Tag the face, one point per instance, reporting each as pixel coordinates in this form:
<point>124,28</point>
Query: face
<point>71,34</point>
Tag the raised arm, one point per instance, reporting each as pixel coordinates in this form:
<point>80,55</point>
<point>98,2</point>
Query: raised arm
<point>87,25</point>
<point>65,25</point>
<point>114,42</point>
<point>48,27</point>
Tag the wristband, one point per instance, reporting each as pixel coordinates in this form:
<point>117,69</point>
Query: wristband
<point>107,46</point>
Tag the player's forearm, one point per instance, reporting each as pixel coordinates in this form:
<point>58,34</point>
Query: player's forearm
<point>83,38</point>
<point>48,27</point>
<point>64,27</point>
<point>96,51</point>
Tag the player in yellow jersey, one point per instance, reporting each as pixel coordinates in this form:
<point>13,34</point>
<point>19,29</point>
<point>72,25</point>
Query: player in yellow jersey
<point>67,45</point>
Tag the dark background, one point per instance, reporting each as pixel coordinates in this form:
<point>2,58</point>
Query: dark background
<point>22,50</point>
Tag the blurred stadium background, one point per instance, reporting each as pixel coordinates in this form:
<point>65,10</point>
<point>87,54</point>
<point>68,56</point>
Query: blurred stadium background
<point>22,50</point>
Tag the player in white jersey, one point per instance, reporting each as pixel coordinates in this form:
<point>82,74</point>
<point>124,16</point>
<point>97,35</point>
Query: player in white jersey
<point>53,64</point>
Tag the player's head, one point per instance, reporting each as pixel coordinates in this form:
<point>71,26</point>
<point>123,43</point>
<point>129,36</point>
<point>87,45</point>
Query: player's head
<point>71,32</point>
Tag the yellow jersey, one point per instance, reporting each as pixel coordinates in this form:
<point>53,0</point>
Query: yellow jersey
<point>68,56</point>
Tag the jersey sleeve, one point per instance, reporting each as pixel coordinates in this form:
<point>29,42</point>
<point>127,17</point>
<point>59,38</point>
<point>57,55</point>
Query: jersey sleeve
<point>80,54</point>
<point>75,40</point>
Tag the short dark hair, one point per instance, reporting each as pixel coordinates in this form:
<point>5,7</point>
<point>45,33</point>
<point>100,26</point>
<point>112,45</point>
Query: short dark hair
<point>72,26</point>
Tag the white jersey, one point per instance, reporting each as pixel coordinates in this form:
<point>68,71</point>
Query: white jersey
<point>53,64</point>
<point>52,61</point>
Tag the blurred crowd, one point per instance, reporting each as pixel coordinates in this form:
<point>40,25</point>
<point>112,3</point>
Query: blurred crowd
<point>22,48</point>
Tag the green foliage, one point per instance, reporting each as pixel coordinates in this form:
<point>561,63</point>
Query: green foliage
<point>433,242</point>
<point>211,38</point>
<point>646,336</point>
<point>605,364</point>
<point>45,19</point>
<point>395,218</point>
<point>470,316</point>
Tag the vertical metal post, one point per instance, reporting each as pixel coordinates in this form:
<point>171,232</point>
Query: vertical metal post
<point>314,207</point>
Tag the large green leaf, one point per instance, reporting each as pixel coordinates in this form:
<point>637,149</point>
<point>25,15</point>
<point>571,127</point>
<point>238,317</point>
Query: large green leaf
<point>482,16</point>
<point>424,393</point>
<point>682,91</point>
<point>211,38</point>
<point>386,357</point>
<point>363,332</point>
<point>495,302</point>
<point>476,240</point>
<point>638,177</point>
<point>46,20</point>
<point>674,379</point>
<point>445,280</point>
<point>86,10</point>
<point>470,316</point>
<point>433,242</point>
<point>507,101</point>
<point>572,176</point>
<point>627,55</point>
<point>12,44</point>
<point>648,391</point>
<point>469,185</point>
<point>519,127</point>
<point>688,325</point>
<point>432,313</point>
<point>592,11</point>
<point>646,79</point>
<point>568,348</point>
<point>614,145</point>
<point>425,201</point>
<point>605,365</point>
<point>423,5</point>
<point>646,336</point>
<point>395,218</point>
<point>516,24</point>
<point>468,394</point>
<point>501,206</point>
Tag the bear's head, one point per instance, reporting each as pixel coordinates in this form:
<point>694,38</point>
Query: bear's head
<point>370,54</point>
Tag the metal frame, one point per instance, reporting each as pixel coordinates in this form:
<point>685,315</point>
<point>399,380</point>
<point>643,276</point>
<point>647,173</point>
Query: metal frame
※ ※ ※
### Instructions to follow
For every line in the material above, note whether the word "frame" appears, then state the number of lines where it does and nothing else.

### Solution for this problem
2